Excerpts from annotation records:
══════════════════════════════
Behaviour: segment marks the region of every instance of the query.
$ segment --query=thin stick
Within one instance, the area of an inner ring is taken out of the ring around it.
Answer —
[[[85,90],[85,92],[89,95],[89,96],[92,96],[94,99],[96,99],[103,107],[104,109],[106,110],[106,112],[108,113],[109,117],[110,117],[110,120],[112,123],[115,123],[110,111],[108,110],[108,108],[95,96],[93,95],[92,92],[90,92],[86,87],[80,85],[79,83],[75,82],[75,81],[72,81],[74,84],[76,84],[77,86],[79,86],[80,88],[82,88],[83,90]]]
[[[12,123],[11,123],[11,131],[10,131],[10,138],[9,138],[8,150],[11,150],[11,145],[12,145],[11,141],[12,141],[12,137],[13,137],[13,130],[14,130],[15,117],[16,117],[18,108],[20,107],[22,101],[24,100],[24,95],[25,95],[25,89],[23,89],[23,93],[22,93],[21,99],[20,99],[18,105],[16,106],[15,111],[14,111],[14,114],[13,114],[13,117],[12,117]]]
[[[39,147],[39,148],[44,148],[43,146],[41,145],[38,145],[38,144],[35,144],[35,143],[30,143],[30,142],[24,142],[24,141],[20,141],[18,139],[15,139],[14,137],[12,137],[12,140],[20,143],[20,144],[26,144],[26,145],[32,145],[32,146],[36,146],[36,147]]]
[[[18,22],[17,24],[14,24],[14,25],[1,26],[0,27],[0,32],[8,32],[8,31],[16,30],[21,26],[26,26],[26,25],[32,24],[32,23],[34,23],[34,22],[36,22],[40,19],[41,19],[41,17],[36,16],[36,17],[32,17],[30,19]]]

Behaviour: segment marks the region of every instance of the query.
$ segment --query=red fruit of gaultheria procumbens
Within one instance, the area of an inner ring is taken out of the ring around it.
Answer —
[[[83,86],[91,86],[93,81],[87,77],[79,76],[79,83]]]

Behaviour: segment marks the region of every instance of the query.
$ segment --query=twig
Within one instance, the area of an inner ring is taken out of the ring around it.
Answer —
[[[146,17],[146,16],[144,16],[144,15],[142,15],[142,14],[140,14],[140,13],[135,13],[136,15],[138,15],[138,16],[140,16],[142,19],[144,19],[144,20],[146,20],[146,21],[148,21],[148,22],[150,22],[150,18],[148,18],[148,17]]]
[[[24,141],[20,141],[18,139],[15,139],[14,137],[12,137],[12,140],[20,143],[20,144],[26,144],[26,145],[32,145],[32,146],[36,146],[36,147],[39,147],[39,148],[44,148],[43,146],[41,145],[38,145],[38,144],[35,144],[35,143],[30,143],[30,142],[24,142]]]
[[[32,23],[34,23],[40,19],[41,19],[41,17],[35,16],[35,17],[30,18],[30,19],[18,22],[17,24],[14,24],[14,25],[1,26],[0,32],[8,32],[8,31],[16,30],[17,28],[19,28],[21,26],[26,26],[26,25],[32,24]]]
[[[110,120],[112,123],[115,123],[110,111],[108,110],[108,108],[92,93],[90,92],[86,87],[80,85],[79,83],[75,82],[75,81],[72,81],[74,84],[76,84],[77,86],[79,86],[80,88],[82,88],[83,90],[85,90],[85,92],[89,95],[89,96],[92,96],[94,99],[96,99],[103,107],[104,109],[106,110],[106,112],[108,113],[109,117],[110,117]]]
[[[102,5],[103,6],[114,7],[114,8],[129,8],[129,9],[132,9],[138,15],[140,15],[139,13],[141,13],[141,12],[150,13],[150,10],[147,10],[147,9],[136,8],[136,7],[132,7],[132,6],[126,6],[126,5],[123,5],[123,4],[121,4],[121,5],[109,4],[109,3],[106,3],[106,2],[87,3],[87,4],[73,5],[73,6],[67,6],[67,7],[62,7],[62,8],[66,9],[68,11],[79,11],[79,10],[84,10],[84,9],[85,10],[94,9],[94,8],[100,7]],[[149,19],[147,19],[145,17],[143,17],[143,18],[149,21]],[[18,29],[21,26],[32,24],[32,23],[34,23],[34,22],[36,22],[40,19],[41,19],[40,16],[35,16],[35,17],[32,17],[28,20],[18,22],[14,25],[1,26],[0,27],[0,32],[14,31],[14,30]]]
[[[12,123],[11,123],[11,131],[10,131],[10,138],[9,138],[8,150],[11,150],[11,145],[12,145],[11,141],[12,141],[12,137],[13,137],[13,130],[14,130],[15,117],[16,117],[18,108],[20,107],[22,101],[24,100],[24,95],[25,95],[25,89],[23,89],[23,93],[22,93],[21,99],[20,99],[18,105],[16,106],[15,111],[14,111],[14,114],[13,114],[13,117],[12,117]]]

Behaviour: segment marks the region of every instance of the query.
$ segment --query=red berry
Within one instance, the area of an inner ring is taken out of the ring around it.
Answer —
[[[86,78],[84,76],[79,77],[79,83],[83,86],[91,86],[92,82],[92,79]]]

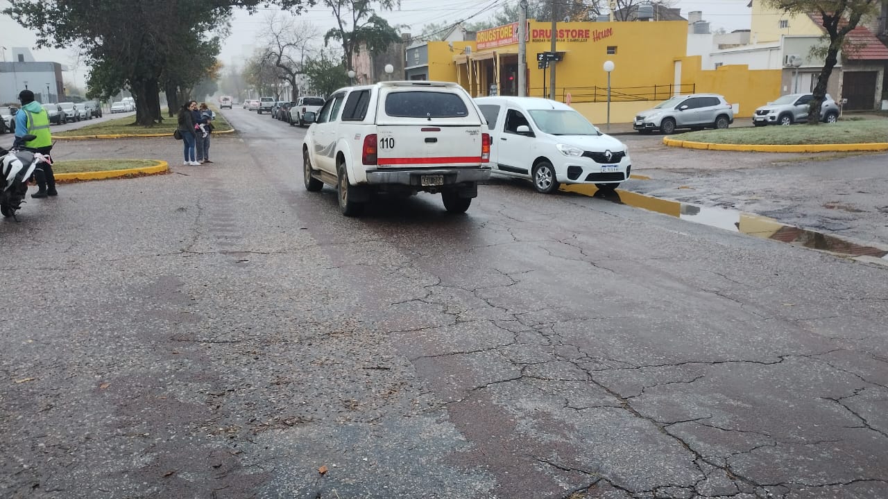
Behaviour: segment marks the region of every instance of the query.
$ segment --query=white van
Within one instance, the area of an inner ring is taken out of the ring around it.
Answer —
[[[537,97],[480,97],[475,103],[490,131],[494,173],[528,178],[543,194],[560,184],[613,191],[629,178],[626,145],[567,104]]]

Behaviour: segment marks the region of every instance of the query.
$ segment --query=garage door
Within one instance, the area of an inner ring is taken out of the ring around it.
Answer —
[[[842,74],[842,97],[848,99],[847,110],[876,108],[876,71],[851,71]]]

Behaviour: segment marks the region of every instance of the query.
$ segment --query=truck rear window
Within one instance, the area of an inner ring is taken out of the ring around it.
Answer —
[[[385,97],[385,114],[407,118],[458,118],[467,116],[465,102],[443,91],[395,91]]]

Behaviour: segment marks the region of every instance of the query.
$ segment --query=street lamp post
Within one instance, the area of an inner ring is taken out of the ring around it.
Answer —
[[[607,130],[610,130],[610,74],[614,70],[614,61],[606,60],[604,65],[605,72],[607,73]]]

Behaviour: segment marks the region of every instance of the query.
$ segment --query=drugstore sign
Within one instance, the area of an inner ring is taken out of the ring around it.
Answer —
[[[526,41],[528,42],[549,42],[551,40],[551,29],[535,28],[530,29],[530,23],[527,23]],[[559,42],[598,42],[614,36],[613,28],[604,29],[585,29],[582,28],[561,28],[556,32]],[[490,49],[503,45],[511,45],[518,43],[518,23],[497,26],[490,29],[482,29],[478,32],[475,38],[478,44],[478,50]]]
[[[533,42],[548,42],[551,40],[551,29],[531,29],[530,40]],[[562,28],[557,33],[559,42],[598,42],[614,36],[613,28],[604,29],[583,29]]]
[[[482,29],[476,35],[475,41],[478,43],[478,50],[517,44],[518,23]]]

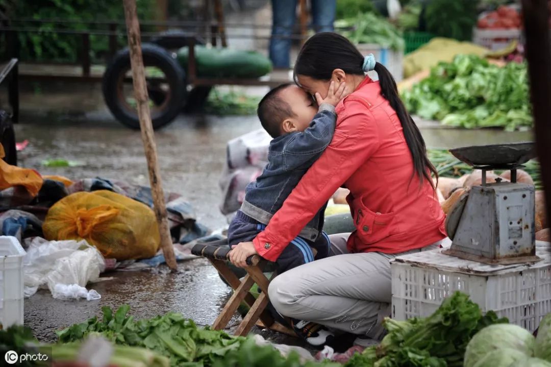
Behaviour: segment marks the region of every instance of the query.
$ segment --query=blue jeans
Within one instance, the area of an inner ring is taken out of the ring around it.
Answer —
[[[336,0],[311,0],[314,31],[332,32]],[[296,19],[296,0],[272,0],[273,20],[270,40],[270,60],[275,68],[289,67],[289,55],[293,26]]]

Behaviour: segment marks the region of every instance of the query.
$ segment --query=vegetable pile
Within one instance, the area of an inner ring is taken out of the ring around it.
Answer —
[[[539,323],[534,339],[520,326],[488,326],[467,346],[464,367],[551,367],[551,314]]]
[[[482,29],[515,29],[522,26],[522,19],[516,9],[501,6],[478,19],[477,25]]]
[[[493,311],[483,315],[468,296],[456,292],[428,317],[406,321],[385,319],[388,333],[381,344],[354,356],[345,365],[461,367],[474,334],[489,325],[506,322]]]
[[[402,96],[410,112],[466,128],[531,126],[526,64],[504,67],[473,55],[441,62]]]
[[[402,33],[386,19],[372,13],[360,13],[354,18],[336,20],[334,25],[353,44],[380,45],[395,51],[404,49]]]
[[[152,319],[135,321],[132,316],[127,316],[129,309],[129,306],[124,305],[114,315],[110,307],[104,307],[102,320],[92,317],[57,332],[60,342],[70,343],[87,337],[102,337],[117,346],[147,348],[169,359],[170,365],[174,366],[340,365],[329,362],[301,362],[296,353],[284,357],[272,346],[257,346],[251,338],[231,336],[208,327],[197,327],[192,320],[184,318],[180,314],[169,312]]]

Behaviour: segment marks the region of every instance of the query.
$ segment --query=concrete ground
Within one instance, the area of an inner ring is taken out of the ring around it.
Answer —
[[[21,118],[16,126],[18,141],[29,145],[19,155],[20,166],[71,179],[101,176],[148,185],[147,169],[139,132],[125,127],[106,110],[97,85],[28,84],[23,86]],[[256,94],[263,90],[251,90]],[[192,203],[197,219],[210,229],[226,225],[219,212],[218,181],[225,159],[226,142],[260,127],[255,116],[181,115],[155,133],[165,191],[177,192]],[[531,133],[457,131],[424,123],[429,147],[452,147],[530,140]],[[62,158],[81,162],[77,167],[46,168],[41,161]],[[55,340],[55,330],[101,314],[101,307],[131,306],[137,317],[169,311],[182,313],[201,325],[212,324],[231,291],[216,271],[203,259],[180,264],[170,273],[161,267],[152,271],[115,272],[89,288],[99,301],[60,301],[40,291],[25,301],[25,323],[42,341]],[[237,316],[232,322],[239,320]],[[255,332],[260,332],[256,330]],[[296,339],[264,333],[272,340],[299,343]]]

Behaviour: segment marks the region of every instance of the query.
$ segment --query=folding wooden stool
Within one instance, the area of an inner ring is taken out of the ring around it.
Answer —
[[[247,258],[249,266],[245,269],[247,271],[247,275],[242,280],[240,280],[231,271],[226,262],[230,250],[230,246],[228,245],[228,241],[225,239],[197,244],[191,250],[192,254],[208,258],[228,284],[234,289],[234,294],[214,321],[213,328],[221,330],[225,328],[239,305],[244,301],[251,308],[234,333],[235,335],[245,336],[255,325],[257,325],[261,327],[266,327],[274,331],[295,336],[294,331],[291,329],[274,320],[266,310],[266,306],[269,301],[268,298],[268,286],[270,279],[266,277],[262,270],[268,263],[268,262],[257,255],[249,256]],[[272,278],[275,276],[274,272]],[[262,291],[256,299],[255,299],[255,297],[249,292],[255,282]]]

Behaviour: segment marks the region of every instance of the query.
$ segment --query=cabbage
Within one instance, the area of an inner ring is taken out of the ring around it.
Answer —
[[[551,362],[551,314],[548,314],[539,323],[534,355]]]
[[[474,367],[509,367],[514,362],[526,361],[530,358],[515,349],[496,349],[487,353]]]
[[[539,358],[528,358],[514,362],[507,367],[551,367],[551,363]]]
[[[490,325],[473,337],[465,350],[464,367],[474,367],[486,354],[495,349],[515,349],[527,357],[534,355],[534,338],[520,326],[509,323]]]

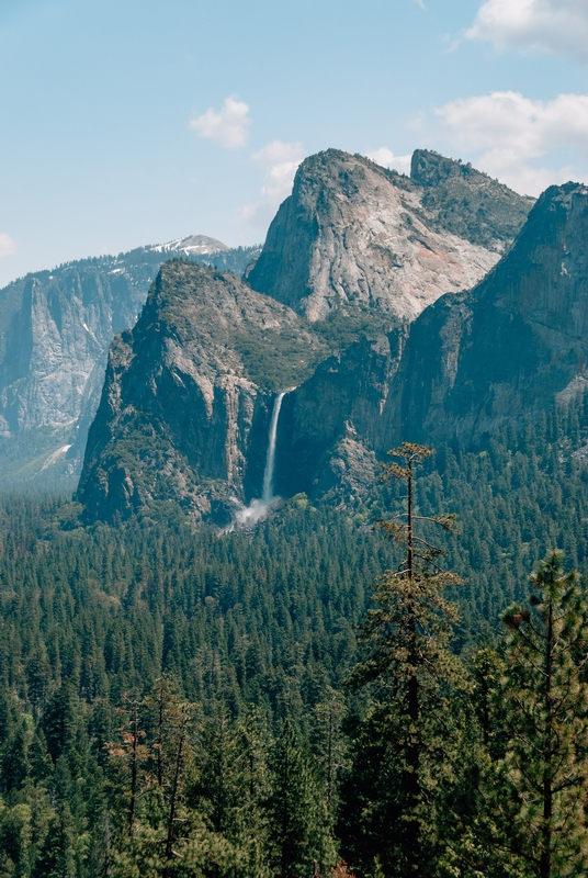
══════════════════════════════
[Written task]
List every line of the data above that contains the string "procumbens", treating uppercase and lowercase as different.

[Answer in full]
$ segment --query=red fruit of gaultheria procumbens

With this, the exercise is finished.